Instructions for the task
Go through the data and copy each line that holds "edging".

Entries supplied below:

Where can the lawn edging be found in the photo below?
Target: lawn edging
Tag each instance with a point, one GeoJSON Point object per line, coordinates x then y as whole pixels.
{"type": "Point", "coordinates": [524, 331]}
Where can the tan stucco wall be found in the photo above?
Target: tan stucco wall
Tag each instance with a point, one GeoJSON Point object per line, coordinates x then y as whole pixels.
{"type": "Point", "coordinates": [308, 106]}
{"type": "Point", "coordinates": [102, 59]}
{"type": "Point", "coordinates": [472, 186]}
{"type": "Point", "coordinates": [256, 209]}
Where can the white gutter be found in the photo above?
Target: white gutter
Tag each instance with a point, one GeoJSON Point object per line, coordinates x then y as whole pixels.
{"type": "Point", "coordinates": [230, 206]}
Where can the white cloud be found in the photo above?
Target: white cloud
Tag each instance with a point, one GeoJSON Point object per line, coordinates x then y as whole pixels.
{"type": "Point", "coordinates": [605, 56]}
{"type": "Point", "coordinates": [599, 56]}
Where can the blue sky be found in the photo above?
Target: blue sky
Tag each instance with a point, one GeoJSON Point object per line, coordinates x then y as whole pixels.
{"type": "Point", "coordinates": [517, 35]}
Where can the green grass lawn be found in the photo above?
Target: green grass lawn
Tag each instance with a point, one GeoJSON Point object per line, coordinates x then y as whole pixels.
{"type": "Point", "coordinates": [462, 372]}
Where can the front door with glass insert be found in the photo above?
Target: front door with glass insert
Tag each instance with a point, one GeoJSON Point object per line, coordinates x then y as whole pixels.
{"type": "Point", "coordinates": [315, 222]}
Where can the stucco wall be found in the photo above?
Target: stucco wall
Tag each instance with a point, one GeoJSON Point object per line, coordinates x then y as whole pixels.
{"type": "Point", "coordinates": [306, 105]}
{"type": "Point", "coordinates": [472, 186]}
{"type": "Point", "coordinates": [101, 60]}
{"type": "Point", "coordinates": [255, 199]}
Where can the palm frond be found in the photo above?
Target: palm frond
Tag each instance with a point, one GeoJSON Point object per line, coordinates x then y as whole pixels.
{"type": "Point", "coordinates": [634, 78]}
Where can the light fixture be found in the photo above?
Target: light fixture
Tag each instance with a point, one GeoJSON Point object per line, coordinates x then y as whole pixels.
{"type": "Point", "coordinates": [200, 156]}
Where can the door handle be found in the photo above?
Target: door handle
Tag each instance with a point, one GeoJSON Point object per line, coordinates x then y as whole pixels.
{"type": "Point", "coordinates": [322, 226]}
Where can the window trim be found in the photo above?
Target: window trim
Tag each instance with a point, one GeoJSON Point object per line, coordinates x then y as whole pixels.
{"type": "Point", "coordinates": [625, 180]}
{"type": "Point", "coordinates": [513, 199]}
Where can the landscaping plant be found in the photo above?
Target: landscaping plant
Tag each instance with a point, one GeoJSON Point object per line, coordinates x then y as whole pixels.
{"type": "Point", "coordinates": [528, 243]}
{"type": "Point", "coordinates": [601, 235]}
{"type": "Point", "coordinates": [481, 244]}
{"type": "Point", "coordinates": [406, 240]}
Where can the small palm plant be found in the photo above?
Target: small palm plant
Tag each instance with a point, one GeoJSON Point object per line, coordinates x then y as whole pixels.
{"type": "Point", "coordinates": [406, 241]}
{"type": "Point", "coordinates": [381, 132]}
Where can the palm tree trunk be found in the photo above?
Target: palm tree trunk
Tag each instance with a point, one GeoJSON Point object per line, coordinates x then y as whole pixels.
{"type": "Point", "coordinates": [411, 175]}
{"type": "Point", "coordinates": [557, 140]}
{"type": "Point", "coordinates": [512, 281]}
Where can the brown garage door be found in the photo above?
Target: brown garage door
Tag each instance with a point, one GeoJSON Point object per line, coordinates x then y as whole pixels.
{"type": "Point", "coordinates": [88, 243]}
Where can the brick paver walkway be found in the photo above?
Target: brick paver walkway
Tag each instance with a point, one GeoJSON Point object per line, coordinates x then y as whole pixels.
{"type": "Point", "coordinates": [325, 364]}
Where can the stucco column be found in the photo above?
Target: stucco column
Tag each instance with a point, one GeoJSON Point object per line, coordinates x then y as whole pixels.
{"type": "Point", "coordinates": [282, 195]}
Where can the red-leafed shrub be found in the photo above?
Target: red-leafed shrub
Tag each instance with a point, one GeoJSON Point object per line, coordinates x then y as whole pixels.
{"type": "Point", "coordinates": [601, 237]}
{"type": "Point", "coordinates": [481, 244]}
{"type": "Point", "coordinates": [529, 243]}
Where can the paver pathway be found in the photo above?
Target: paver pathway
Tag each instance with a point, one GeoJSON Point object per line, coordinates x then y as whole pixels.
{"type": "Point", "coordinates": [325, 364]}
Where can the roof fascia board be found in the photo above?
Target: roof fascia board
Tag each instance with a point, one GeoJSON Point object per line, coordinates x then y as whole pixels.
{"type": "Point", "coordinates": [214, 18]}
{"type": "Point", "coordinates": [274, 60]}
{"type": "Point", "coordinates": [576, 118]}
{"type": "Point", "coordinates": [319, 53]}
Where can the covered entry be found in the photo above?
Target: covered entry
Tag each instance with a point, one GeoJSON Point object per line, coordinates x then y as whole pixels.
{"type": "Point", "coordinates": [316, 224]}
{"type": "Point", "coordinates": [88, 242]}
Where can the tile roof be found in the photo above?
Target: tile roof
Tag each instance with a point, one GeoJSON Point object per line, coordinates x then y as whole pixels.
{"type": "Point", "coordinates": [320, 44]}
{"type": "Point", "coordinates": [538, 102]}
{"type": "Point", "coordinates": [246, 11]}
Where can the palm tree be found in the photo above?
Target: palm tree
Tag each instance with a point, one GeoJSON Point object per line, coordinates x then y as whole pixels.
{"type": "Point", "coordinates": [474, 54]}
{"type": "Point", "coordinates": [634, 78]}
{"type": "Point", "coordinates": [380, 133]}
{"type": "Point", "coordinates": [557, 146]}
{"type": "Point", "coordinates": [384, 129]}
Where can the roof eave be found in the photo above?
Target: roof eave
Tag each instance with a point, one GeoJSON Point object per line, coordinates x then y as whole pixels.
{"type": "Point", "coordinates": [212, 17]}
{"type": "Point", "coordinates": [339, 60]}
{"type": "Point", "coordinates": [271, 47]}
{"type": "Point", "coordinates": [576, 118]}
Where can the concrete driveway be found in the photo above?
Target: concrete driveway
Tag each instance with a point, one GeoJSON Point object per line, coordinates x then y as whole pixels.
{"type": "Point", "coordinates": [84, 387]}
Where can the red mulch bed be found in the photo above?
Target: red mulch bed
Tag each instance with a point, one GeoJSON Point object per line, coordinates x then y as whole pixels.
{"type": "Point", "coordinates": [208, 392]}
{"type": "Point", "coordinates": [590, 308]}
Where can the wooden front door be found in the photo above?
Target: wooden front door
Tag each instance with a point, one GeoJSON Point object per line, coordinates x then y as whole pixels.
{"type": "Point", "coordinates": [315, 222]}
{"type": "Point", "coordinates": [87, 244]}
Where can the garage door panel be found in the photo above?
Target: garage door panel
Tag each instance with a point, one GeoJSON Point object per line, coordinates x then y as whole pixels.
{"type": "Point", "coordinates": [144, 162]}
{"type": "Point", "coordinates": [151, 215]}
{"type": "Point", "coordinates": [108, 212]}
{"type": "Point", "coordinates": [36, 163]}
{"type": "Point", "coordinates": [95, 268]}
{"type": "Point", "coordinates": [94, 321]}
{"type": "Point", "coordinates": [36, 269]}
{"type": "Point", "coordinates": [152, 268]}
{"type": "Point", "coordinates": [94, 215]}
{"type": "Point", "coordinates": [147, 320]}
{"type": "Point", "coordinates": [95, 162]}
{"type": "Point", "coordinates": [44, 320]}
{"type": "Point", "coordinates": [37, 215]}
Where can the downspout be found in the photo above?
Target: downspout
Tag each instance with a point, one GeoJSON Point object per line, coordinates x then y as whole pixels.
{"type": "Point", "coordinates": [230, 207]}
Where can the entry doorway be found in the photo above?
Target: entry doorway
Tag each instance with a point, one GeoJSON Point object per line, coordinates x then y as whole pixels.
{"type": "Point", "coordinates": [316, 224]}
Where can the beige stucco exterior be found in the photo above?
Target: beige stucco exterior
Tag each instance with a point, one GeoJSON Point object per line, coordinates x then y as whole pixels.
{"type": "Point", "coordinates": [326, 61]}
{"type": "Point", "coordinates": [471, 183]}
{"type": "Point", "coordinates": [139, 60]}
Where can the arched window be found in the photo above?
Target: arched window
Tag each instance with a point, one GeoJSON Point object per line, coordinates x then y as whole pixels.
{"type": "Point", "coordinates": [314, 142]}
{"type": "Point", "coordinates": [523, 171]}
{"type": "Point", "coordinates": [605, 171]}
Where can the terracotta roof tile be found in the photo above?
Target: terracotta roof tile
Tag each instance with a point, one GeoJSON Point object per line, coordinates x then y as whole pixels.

End of Entries supplied.

Reply to the task
Where can the lawn edging be found in the photo below?
Target: lawn edging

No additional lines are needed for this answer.